▶ **WHAT YOU NEED TO DO**
Write out the entries word for word, from the line with "Find the elephant" to the line with "105 121 L 106", including both of those lines. Leave the pictures out of your answer.

* * * *

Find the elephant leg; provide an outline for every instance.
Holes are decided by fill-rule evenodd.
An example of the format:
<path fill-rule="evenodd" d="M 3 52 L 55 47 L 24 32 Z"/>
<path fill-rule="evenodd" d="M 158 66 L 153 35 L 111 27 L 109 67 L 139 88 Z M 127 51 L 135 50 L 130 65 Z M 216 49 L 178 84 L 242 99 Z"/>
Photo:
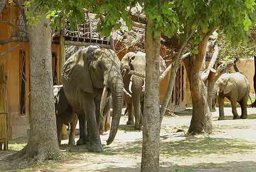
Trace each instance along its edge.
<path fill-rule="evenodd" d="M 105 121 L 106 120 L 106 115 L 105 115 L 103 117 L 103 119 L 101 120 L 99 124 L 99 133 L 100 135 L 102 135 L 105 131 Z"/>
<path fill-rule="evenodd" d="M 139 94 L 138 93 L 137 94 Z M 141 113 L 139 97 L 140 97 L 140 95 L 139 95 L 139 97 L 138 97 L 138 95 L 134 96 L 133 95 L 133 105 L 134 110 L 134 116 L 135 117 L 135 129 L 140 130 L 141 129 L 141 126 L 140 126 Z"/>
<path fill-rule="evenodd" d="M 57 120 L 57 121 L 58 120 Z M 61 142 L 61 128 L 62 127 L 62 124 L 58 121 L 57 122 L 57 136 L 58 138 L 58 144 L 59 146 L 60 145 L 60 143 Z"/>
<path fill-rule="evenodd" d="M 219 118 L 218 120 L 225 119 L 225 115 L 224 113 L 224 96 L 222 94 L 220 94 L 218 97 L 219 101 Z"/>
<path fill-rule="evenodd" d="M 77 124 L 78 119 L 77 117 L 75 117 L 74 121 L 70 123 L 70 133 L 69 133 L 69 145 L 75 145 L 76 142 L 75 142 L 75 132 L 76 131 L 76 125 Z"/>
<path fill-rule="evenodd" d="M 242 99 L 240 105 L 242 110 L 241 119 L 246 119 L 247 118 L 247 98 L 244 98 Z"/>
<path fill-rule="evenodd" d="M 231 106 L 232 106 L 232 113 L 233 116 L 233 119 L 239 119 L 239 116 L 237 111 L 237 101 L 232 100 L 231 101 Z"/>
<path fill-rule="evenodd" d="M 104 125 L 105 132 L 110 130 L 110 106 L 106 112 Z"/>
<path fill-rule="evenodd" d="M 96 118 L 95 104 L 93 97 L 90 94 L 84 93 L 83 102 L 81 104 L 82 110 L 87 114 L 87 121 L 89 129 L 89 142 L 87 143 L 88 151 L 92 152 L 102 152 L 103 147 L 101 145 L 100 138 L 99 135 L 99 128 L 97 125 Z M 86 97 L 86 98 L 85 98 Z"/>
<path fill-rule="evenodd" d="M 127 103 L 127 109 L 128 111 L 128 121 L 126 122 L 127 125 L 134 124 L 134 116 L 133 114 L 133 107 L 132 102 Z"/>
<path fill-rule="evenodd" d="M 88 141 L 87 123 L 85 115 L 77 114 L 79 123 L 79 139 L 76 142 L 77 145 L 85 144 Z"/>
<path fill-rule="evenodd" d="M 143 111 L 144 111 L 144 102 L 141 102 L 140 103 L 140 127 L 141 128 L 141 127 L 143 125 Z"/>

* * * *

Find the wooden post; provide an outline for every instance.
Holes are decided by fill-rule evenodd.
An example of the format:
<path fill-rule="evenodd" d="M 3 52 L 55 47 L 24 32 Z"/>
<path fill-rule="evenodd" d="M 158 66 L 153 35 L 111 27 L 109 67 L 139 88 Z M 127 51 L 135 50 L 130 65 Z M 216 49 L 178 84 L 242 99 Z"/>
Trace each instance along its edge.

* * * *

▶ **RESPONSE**
Find the elephant leg; provide an outline for every instance.
Holes are decided by fill-rule evenodd.
An example of the format:
<path fill-rule="evenodd" d="M 3 52 L 55 47 L 24 32 Z"/>
<path fill-rule="evenodd" d="M 158 66 L 153 35 L 111 27 L 109 67 L 139 88 Z M 127 51 L 135 50 L 130 65 Z M 216 49 L 178 84 L 242 99 Z"/>
Photo:
Trace each instance along its edge.
<path fill-rule="evenodd" d="M 105 121 L 106 120 L 106 115 L 105 115 L 103 117 L 103 119 L 101 120 L 99 124 L 99 133 L 100 135 L 102 135 L 105 131 Z"/>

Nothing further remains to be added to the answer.